Data in this exercise
------------------------------
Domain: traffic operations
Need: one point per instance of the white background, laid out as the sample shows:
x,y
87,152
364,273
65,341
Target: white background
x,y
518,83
------------------------------
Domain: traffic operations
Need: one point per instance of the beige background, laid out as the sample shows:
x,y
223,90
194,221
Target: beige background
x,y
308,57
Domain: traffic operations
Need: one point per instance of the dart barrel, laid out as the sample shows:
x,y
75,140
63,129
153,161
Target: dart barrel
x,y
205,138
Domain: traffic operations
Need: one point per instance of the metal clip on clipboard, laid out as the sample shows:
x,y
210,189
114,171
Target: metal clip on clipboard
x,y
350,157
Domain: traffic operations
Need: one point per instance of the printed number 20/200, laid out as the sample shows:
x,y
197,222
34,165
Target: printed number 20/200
------------------------------
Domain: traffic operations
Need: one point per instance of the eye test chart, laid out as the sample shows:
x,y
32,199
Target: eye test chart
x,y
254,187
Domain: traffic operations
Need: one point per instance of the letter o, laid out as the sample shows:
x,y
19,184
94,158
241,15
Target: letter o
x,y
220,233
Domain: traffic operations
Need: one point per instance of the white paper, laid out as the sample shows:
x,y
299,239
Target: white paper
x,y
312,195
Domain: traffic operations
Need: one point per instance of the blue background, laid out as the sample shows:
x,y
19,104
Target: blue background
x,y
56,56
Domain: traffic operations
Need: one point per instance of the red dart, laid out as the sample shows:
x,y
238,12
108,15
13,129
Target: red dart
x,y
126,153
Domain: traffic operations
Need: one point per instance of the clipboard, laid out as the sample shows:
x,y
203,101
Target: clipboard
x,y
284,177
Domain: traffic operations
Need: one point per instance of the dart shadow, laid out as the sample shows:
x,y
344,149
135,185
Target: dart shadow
------------------------------
Your goal
Filter the items above and copy out every line containing the word "chart"; only matches with the same capitalization count.

Output for this exercise
Need: one point per instance of the eye test chart, laid out as the sample shows:
Target: eye test chart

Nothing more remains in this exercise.